## ASSIGNMENT
All entries below are to be returned in full, exactly as they stand.

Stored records
+ + +
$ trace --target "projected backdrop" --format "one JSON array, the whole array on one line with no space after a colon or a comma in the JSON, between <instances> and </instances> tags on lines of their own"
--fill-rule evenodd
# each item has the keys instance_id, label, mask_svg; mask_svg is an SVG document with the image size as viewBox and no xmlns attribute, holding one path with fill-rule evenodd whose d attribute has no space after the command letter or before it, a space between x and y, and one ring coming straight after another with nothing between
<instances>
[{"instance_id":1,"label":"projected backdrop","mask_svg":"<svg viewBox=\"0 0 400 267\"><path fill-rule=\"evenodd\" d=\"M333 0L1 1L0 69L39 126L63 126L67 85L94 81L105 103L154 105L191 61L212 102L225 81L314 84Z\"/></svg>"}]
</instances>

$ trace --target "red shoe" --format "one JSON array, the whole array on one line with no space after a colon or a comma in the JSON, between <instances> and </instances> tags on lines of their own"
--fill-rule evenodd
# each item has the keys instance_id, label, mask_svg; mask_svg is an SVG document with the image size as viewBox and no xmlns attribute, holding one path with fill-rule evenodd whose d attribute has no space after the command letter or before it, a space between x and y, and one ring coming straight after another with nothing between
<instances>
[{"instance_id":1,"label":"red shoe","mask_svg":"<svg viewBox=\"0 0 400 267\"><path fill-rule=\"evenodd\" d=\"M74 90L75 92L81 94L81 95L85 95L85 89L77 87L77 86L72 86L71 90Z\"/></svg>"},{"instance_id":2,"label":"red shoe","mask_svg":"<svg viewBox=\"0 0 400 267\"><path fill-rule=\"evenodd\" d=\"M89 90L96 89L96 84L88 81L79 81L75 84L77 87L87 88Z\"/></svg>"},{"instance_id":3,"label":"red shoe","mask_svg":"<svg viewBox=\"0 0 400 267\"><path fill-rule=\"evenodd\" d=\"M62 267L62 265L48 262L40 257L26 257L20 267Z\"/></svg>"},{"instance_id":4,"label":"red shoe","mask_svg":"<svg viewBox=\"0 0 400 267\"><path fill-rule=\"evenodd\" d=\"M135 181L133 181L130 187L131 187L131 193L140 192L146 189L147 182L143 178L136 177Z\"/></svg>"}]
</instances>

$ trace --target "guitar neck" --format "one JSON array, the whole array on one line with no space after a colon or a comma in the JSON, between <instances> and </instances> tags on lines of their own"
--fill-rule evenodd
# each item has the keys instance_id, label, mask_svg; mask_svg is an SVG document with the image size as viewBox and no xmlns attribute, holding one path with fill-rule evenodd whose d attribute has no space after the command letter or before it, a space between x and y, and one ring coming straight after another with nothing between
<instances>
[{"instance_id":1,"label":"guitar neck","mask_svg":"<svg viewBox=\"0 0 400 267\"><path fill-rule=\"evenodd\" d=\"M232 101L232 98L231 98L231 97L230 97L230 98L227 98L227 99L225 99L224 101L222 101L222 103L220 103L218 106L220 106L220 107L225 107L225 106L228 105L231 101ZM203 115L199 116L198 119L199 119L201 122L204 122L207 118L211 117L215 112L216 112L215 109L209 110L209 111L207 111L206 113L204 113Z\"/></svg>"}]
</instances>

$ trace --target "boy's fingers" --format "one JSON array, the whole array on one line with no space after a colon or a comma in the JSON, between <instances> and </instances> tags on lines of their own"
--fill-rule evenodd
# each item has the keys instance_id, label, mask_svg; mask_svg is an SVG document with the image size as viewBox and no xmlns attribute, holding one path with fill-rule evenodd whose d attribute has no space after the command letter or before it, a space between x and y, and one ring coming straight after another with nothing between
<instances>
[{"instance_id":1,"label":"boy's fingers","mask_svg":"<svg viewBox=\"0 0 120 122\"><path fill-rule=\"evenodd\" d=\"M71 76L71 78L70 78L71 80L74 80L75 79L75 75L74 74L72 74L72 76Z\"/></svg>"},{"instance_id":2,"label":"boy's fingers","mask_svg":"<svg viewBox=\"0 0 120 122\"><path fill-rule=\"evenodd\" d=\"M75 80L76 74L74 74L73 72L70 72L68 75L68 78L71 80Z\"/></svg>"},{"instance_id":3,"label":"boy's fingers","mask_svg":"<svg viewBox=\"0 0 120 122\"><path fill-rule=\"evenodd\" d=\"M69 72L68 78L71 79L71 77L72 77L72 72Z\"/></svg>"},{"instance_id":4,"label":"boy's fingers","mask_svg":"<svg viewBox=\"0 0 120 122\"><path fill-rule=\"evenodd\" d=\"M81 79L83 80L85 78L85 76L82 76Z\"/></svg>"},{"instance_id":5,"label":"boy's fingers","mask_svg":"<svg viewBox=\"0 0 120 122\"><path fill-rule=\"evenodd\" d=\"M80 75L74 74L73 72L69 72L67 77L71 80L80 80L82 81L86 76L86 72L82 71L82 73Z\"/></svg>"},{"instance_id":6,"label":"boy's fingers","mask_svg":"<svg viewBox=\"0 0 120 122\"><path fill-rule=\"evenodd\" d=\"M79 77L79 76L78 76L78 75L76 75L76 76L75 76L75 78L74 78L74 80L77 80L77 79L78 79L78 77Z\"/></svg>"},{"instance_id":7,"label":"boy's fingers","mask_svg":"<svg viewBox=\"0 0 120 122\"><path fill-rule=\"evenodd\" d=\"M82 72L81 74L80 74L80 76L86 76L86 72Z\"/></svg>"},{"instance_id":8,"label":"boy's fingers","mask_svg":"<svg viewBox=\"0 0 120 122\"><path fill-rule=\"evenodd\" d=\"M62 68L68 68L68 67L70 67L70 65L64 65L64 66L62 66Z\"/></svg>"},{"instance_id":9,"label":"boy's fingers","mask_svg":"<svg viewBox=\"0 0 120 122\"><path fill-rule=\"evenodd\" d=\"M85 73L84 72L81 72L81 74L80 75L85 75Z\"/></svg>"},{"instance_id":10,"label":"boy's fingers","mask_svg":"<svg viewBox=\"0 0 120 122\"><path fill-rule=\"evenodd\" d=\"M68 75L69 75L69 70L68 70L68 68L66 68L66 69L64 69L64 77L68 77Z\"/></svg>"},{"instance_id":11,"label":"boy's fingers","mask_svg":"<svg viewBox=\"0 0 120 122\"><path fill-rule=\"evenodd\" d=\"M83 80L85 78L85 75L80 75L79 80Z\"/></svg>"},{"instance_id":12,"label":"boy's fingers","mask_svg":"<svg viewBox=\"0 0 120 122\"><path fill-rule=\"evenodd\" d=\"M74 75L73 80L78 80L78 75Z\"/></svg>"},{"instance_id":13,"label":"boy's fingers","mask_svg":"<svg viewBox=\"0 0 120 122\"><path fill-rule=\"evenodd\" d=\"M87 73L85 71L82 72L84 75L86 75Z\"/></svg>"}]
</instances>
+ + +
## RESULT OF THE EXERCISE
$ trace --target "projected backdrop" --format "one JSON array, the whole array on one line with no space after a colon or a comma in the JSON, between <instances> and </instances> tags on lines of their own"
--fill-rule evenodd
# each item has the keys instance_id, label, mask_svg; mask_svg is an SVG document with the image size as viewBox and no xmlns attribute, holding one path with fill-rule evenodd whose d attribute has no space after the command letter or before it, a space between x and y, and one ring coming straight after another with nothing between
<instances>
[{"instance_id":1,"label":"projected backdrop","mask_svg":"<svg viewBox=\"0 0 400 267\"><path fill-rule=\"evenodd\" d=\"M333 0L1 1L0 69L39 126L63 126L67 85L94 81L105 103L154 105L191 61L212 102L225 81L314 84Z\"/></svg>"}]
</instances>

$ trace --target "red shoe" --format "one JSON array, the whole array on one line with no space after a colon or a comma in the JSON, between <instances> and </instances> tags on lines of their own"
--fill-rule evenodd
# each item has the keys instance_id, label, mask_svg; mask_svg is an SVG document with the image size as viewBox and no xmlns attribute, holding one path with fill-rule evenodd whose d attribute has no space after the command letter or before it, a space between x and y, and one ring coming straight after another with nothing between
<instances>
[{"instance_id":1,"label":"red shoe","mask_svg":"<svg viewBox=\"0 0 400 267\"><path fill-rule=\"evenodd\" d=\"M74 90L75 92L81 94L81 95L85 95L85 89L77 87L77 86L72 86L71 90Z\"/></svg>"},{"instance_id":2,"label":"red shoe","mask_svg":"<svg viewBox=\"0 0 400 267\"><path fill-rule=\"evenodd\" d=\"M89 90L96 89L96 84L88 81L79 81L75 84L77 87L87 88Z\"/></svg>"},{"instance_id":3,"label":"red shoe","mask_svg":"<svg viewBox=\"0 0 400 267\"><path fill-rule=\"evenodd\" d=\"M62 267L62 265L48 262L40 257L26 257L20 267Z\"/></svg>"},{"instance_id":4,"label":"red shoe","mask_svg":"<svg viewBox=\"0 0 400 267\"><path fill-rule=\"evenodd\" d=\"M135 181L133 181L130 187L131 187L131 193L140 192L146 189L147 182L143 178L136 177Z\"/></svg>"}]
</instances>

$ trace --target "guitar neck" --format "one JSON array, the whole array on one line with no space after a colon or a comma in the JSON, between <instances> and </instances> tags on lines of their own"
--fill-rule evenodd
# each item has the keys instance_id, label, mask_svg; mask_svg is an SVG document with the image size as viewBox and no xmlns attribute, holding one path with fill-rule evenodd whose d attribute has no space after the command letter or before it, a space between x and y, and one ring coming straight after another with nothing between
<instances>
[{"instance_id":1,"label":"guitar neck","mask_svg":"<svg viewBox=\"0 0 400 267\"><path fill-rule=\"evenodd\" d=\"M232 101L232 98L231 98L231 97L230 97L230 98L227 98L227 99L225 99L224 101L222 101L222 103L220 103L218 106L220 106L220 107L225 107L225 106L228 105L231 101ZM203 115L199 116L198 119L199 119L201 122L204 122L207 118L211 117L215 112L216 112L215 109L209 110L209 111L207 111L206 113L204 113Z\"/></svg>"}]
</instances>

$ trace --target "boy's fingers" --format "one JSON array, the whole array on one line with no space after a colon or a comma in the JSON, between <instances> and </instances> tags on lines of their own"
--fill-rule evenodd
# each item has the keys instance_id, label, mask_svg; mask_svg is an SVG document with the image size as viewBox and no xmlns attribute, holding one path with fill-rule evenodd whose d attribute has no space after the command letter or before it, a space between x and y, and one ring coming straight after another with nothing between
<instances>
[{"instance_id":1,"label":"boy's fingers","mask_svg":"<svg viewBox=\"0 0 120 122\"><path fill-rule=\"evenodd\" d=\"M71 76L71 78L70 78L71 80L74 80L75 79L75 75L74 74L72 74L72 76Z\"/></svg>"},{"instance_id":2,"label":"boy's fingers","mask_svg":"<svg viewBox=\"0 0 120 122\"><path fill-rule=\"evenodd\" d=\"M75 80L76 74L74 74L73 72L70 72L68 75L68 78L71 80Z\"/></svg>"},{"instance_id":3,"label":"boy's fingers","mask_svg":"<svg viewBox=\"0 0 120 122\"><path fill-rule=\"evenodd\" d=\"M69 72L68 78L71 79L71 77L72 77L72 72Z\"/></svg>"},{"instance_id":4,"label":"boy's fingers","mask_svg":"<svg viewBox=\"0 0 120 122\"><path fill-rule=\"evenodd\" d=\"M81 79L83 80L85 78L85 76L82 76Z\"/></svg>"},{"instance_id":5,"label":"boy's fingers","mask_svg":"<svg viewBox=\"0 0 120 122\"><path fill-rule=\"evenodd\" d=\"M80 75L74 74L73 72L69 72L67 77L71 80L80 80L82 81L86 76L86 72L82 71L82 73Z\"/></svg>"},{"instance_id":6,"label":"boy's fingers","mask_svg":"<svg viewBox=\"0 0 120 122\"><path fill-rule=\"evenodd\" d=\"M79 77L79 76L78 76L78 75L76 75L76 76L75 76L75 78L74 78L74 80L77 80L77 79L78 79L78 77Z\"/></svg>"},{"instance_id":7,"label":"boy's fingers","mask_svg":"<svg viewBox=\"0 0 120 122\"><path fill-rule=\"evenodd\" d=\"M82 72L81 74L80 74L80 76L86 76L86 72Z\"/></svg>"},{"instance_id":8,"label":"boy's fingers","mask_svg":"<svg viewBox=\"0 0 120 122\"><path fill-rule=\"evenodd\" d=\"M62 68L68 68L68 67L70 67L70 65L64 65L64 66L62 66Z\"/></svg>"},{"instance_id":9,"label":"boy's fingers","mask_svg":"<svg viewBox=\"0 0 120 122\"><path fill-rule=\"evenodd\" d=\"M85 73L84 72L81 72L81 74L80 75L85 75Z\"/></svg>"},{"instance_id":10,"label":"boy's fingers","mask_svg":"<svg viewBox=\"0 0 120 122\"><path fill-rule=\"evenodd\" d=\"M68 75L69 75L69 70L68 70L68 68L66 68L66 69L64 69L64 77L68 77Z\"/></svg>"},{"instance_id":11,"label":"boy's fingers","mask_svg":"<svg viewBox=\"0 0 120 122\"><path fill-rule=\"evenodd\" d=\"M83 80L85 78L85 75L80 75L79 80Z\"/></svg>"},{"instance_id":12,"label":"boy's fingers","mask_svg":"<svg viewBox=\"0 0 120 122\"><path fill-rule=\"evenodd\" d=\"M74 75L73 80L78 80L78 75Z\"/></svg>"},{"instance_id":13,"label":"boy's fingers","mask_svg":"<svg viewBox=\"0 0 120 122\"><path fill-rule=\"evenodd\" d=\"M87 73L85 71L82 72L84 75L86 75Z\"/></svg>"}]
</instances>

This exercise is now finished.